Segmentation data:
------------------------------

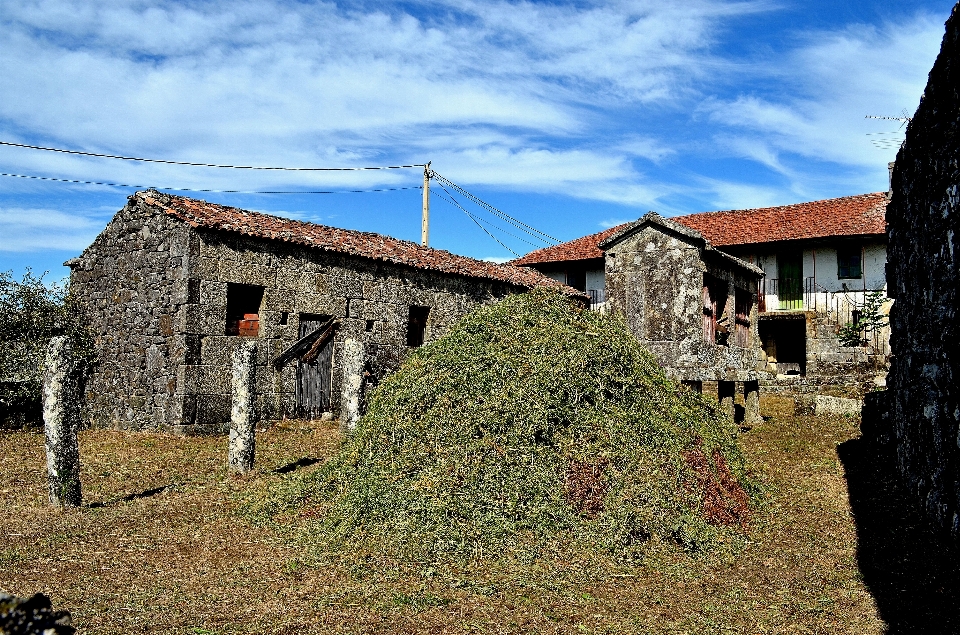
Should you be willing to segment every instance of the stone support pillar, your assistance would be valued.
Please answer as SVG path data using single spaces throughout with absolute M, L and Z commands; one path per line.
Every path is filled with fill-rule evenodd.
M 233 351 L 230 441 L 227 466 L 231 472 L 243 474 L 253 469 L 256 454 L 257 417 L 254 404 L 257 343 L 240 340 Z
M 43 376 L 43 428 L 47 447 L 47 483 L 50 504 L 78 507 L 80 493 L 80 390 L 77 383 L 73 342 L 54 337 L 47 346 Z
M 743 382 L 743 422 L 755 425 L 763 421 L 760 416 L 760 382 Z
M 735 412 L 733 406 L 733 396 L 736 394 L 736 390 L 736 382 L 717 382 L 717 400 L 720 402 L 720 410 L 723 412 L 724 416 L 730 418 L 730 421 L 733 421 Z
M 363 342 L 347 339 L 343 342 L 340 367 L 343 369 L 340 397 L 340 429 L 353 432 L 360 418 L 360 390 L 363 386 Z

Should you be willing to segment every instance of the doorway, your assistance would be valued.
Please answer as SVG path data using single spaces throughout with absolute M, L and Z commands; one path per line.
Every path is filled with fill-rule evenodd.
M 320 328 L 330 328 L 329 315 L 302 314 L 298 339 L 315 333 Z M 331 385 L 333 378 L 333 331 L 316 341 L 313 347 L 297 362 L 297 384 L 295 399 L 296 416 L 304 419 L 318 419 L 324 412 L 330 412 Z
M 780 310 L 803 309 L 803 252 L 785 251 L 777 254 L 777 297 Z

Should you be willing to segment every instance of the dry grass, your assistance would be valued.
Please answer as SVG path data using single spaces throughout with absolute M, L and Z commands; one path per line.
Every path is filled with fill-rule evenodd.
M 84 432 L 88 506 L 67 513 L 46 505 L 42 435 L 4 432 L 0 588 L 47 593 L 86 633 L 883 632 L 837 456 L 857 422 L 764 409 L 742 435 L 770 490 L 746 542 L 700 557 L 660 544 L 608 566 L 310 560 L 236 509 L 290 478 L 274 468 L 329 457 L 328 424 L 261 433 L 243 478 L 226 475 L 223 438 Z

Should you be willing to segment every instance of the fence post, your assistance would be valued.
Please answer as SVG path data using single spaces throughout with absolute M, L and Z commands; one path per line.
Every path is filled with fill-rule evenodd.
M 47 346 L 43 376 L 43 429 L 47 449 L 47 484 L 54 507 L 78 507 L 80 492 L 80 395 L 73 343 L 57 336 Z
M 343 341 L 341 357 L 343 381 L 340 394 L 340 429 L 353 432 L 360 418 L 360 389 L 363 385 L 363 343 L 354 339 Z
M 233 351 L 231 387 L 233 406 L 230 413 L 230 441 L 227 466 L 231 472 L 243 474 L 253 469 L 256 452 L 257 419 L 254 412 L 254 369 L 257 343 L 241 340 Z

------------------------------

Can you retype the records word for word, starting at their very beginning and ending at the line that contains "M 780 310 L", with both ends included and the pictures left out?

Should you be willing to segment every instance of the stone support pillar, your assistance would be valued.
Please answer as SVG path data using single spaces throughout with absolute M, L and Z commands; one path per line.
Every path is filled with fill-rule evenodd.
M 233 351 L 230 441 L 227 466 L 231 472 L 243 474 L 253 469 L 256 454 L 257 417 L 254 404 L 257 343 L 240 340 Z
M 43 376 L 43 428 L 47 447 L 47 483 L 50 504 L 78 507 L 80 493 L 80 390 L 77 383 L 73 342 L 54 337 L 47 346 Z
M 743 382 L 743 422 L 755 425 L 763 421 L 760 416 L 760 382 Z
M 735 412 L 733 406 L 733 396 L 736 394 L 736 390 L 736 382 L 717 382 L 717 400 L 720 402 L 720 410 L 723 412 L 724 416 L 730 418 L 730 421 L 733 421 Z
M 363 342 L 347 339 L 343 342 L 340 367 L 343 369 L 340 397 L 340 429 L 353 432 L 360 418 L 360 390 L 363 386 Z

Should you be willing to segment every instance of the doorway, your assistance would be valued.
Please answer as SVG path data using single spaces throughout with absolute M, L and Z commands; one path per line.
Every path is filled with fill-rule evenodd.
M 320 328 L 330 328 L 329 315 L 302 314 L 298 339 L 315 333 Z M 331 385 L 333 378 L 333 331 L 316 341 L 313 347 L 297 362 L 297 384 L 295 399 L 296 416 L 304 419 L 318 419 L 324 412 L 330 412 Z
M 780 310 L 803 309 L 803 252 L 785 251 L 777 254 L 777 297 Z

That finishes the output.